**Available records:**
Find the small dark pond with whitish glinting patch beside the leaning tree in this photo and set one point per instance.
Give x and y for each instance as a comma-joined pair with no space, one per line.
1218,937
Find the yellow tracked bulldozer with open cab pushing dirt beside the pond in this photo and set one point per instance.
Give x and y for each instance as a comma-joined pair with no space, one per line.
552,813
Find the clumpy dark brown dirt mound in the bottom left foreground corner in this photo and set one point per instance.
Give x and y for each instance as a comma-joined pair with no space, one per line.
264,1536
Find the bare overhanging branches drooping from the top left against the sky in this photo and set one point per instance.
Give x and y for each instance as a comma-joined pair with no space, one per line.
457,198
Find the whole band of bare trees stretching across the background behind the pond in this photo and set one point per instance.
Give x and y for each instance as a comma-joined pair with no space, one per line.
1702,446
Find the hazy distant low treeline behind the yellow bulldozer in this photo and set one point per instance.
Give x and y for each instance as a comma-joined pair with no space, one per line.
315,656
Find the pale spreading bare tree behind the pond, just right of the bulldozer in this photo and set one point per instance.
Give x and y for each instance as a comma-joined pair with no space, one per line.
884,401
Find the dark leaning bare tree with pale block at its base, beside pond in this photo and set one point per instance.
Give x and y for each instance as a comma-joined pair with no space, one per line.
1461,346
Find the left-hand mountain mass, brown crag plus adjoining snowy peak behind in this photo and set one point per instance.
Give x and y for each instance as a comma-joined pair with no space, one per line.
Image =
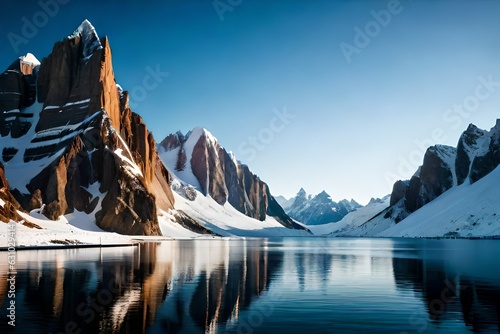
73,151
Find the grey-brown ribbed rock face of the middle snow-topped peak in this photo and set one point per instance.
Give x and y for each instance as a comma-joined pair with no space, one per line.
199,160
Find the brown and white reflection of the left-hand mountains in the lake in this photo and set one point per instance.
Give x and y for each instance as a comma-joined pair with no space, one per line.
170,287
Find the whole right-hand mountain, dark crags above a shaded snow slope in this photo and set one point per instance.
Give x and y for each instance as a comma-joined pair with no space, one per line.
454,193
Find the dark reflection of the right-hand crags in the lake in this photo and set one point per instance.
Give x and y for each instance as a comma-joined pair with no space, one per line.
449,294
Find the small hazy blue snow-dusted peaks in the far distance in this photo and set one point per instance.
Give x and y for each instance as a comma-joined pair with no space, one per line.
317,210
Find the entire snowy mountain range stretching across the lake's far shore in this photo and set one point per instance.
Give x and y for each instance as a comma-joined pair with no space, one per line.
71,148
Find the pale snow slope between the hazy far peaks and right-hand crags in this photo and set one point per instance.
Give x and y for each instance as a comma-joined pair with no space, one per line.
353,219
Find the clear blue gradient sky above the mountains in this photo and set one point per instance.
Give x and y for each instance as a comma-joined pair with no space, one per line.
341,96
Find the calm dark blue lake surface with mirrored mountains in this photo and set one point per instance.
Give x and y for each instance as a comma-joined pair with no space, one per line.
291,285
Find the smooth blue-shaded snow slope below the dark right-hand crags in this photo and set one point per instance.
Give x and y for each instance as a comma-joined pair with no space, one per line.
469,210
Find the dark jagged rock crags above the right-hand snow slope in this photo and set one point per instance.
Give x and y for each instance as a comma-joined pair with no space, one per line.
476,155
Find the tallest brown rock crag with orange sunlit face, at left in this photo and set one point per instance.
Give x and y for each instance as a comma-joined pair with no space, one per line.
82,132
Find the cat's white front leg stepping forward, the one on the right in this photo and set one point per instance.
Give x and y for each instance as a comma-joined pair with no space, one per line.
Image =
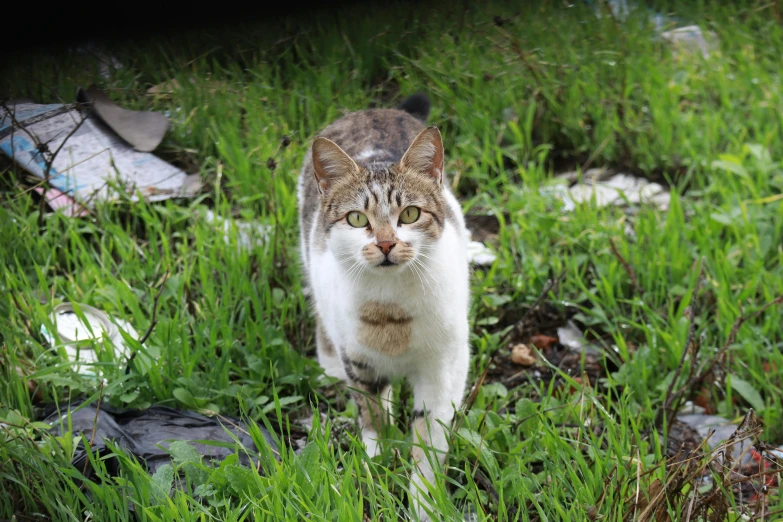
436,395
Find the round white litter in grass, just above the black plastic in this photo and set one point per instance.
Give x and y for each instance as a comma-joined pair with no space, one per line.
78,338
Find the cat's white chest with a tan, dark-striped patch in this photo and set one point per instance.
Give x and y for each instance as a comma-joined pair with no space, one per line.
395,322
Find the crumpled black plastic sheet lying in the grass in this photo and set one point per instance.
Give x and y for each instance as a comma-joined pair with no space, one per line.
147,434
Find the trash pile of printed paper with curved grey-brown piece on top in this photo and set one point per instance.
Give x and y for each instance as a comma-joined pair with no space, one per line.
91,150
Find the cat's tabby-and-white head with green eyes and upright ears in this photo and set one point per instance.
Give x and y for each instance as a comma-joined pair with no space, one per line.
384,216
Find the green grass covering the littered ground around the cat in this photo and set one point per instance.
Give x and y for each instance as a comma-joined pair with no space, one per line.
518,92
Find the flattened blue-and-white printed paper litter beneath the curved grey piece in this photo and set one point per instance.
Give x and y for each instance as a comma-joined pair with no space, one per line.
91,159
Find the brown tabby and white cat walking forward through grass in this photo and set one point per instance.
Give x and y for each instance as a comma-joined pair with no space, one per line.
384,253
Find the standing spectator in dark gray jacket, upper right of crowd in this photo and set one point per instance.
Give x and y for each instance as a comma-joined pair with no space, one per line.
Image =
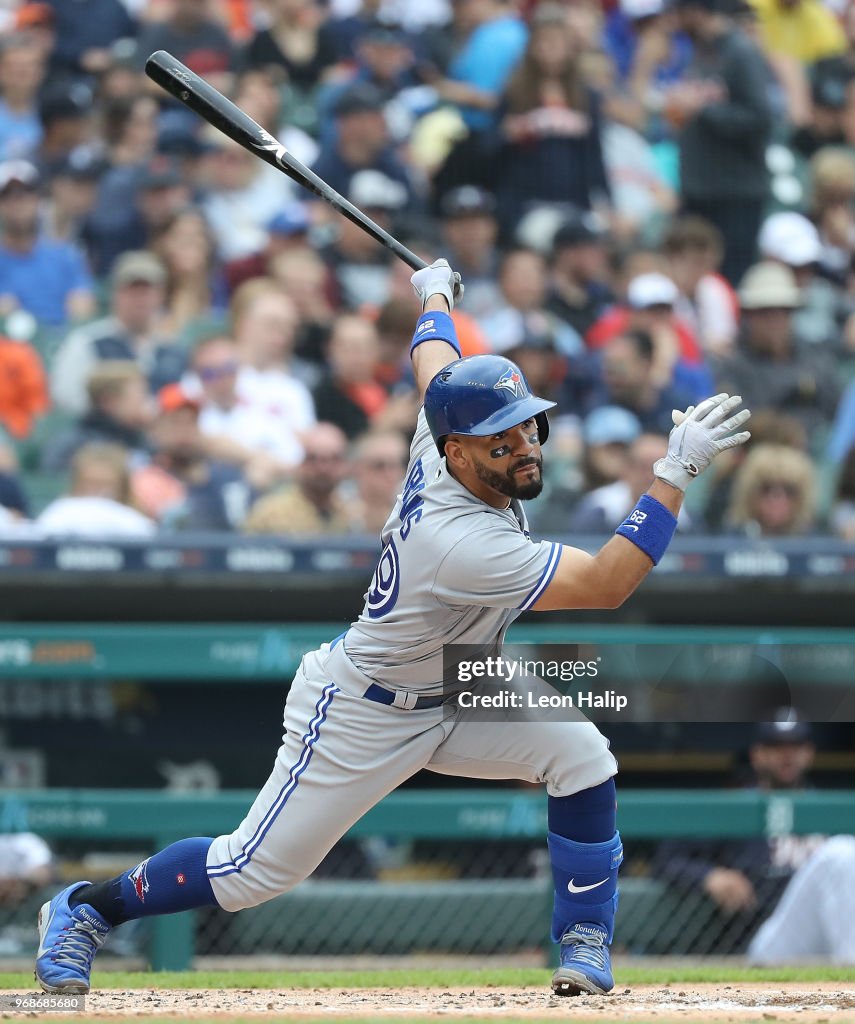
723,116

**Problem details:**
Working from the data above, repeat exactly, and only, the lines that begin at the line containing "Find the small hazy" and stop after the line containing "Find the cat's white chest"; pictures are not copied.

**Answer below:**
Find the small hazy blue snow-dusted peaks in the far distance in this photo and set one point per instance.
Give x and y for each instance as a comma-joined pair with no space, one per line.
317,210
Find the entire snowy mountain range stretching across the lake's far shore in this photo and set one point per instance.
Give x and y for each instance as a comma-joined pair with no space, one per line.
71,148
Find the pale snow slope between the hazy far peaks and right-hand crags in this photo and set one point per instance.
Give x and y for each instance as a comma-joined pair with no space, one per line.
353,219
Find the clear blue gradient sky above the mountains in this photo and set one point per instance.
Give x and y for each instance as a comma-joined pair with no space, one per line.
341,96
Find the calm dark blue lake surface with mirrored mountains in this photo and set one point per instance.
Give x and y for each instance as a comma-joined pair with no space, one per line.
291,285
Find the smooth blue-shaded snow slope below the dark right-hand crags in this photo and set one point per instance.
Give x and y for each instance as a comma-joined pair with no space, one per line.
469,210
Find the dark jagged rock crags above the right-hand snow slope in this photo and set one point per instance.
Give x and y for each instance as a comma-joined pair with no space, one per line.
476,155
Find the tallest brown rock crag with orange sunlit face, at left in this photo and set one point per instance.
Give x and y for each instance as a comma-joined pair with no space, one per line.
82,132
Find the cat's white front leg stepping forward, the one on the right in this photo and set one point per instance.
Give x and y for each instance as a comma-joined pair with no space, one per line.
Image =
436,395
Find the round white litter in grass, just above the black plastic in this photo and set one point per instance.
Give x and y for each instance as a comma-joined pair with no space, one per line.
78,338
Find the cat's white chest with a tan, dark-striped patch in this photo and set one point per instance.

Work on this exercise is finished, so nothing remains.